>>>

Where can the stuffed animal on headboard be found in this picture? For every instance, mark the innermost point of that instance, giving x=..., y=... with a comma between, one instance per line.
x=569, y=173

<<<
>>>

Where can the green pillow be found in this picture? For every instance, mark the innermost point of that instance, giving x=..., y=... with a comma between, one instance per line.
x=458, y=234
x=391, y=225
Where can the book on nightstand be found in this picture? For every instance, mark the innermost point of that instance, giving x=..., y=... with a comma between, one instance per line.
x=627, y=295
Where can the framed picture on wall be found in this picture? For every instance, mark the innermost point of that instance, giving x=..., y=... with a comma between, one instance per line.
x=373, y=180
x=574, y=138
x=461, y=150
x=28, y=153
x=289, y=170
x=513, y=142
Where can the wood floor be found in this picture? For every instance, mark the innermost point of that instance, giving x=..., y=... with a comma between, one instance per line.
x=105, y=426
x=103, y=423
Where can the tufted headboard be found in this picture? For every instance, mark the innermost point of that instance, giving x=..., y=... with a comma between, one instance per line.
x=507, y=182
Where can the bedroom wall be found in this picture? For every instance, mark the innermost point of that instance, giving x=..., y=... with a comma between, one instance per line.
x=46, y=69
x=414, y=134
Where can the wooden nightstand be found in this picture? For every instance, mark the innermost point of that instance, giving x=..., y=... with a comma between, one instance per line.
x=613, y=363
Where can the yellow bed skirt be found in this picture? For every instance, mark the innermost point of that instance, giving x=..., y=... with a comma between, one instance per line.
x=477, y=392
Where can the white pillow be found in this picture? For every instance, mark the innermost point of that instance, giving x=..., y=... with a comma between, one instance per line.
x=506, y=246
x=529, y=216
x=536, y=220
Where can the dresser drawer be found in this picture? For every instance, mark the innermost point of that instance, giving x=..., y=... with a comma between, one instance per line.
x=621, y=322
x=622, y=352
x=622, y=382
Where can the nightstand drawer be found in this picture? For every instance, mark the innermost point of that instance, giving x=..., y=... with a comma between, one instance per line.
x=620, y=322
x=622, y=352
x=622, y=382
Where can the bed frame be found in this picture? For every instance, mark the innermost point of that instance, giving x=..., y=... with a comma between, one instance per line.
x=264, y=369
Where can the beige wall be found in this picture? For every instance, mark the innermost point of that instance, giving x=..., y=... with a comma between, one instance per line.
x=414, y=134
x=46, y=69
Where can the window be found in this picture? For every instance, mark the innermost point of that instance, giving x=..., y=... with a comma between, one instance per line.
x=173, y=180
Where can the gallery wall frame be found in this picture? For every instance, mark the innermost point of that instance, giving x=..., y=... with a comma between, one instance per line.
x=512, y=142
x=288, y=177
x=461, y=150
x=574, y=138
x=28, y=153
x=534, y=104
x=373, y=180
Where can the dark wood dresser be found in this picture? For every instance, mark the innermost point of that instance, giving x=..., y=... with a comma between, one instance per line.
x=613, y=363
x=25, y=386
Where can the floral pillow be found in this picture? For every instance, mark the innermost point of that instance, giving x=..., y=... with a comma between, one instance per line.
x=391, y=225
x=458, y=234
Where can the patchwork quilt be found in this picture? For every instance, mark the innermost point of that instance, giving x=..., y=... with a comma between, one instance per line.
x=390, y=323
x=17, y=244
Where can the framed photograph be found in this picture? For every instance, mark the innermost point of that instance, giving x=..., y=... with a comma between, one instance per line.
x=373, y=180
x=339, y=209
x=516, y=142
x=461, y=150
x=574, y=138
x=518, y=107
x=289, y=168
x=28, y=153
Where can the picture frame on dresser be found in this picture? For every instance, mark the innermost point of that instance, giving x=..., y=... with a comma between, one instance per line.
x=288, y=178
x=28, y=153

<<<

Pick out every line in the items above that contains the word "headboard", and copy each one.

Where can the stuffed animal on headboard be found in this picture? For every instance, mark the innermost point of that instance, giving x=..., y=... with a comma between, one instance per line.
Where can the tufted headboard be found in this picture? For every instance, mark the innermost point of that instance, giving x=..., y=... with a comma between, one instance per line.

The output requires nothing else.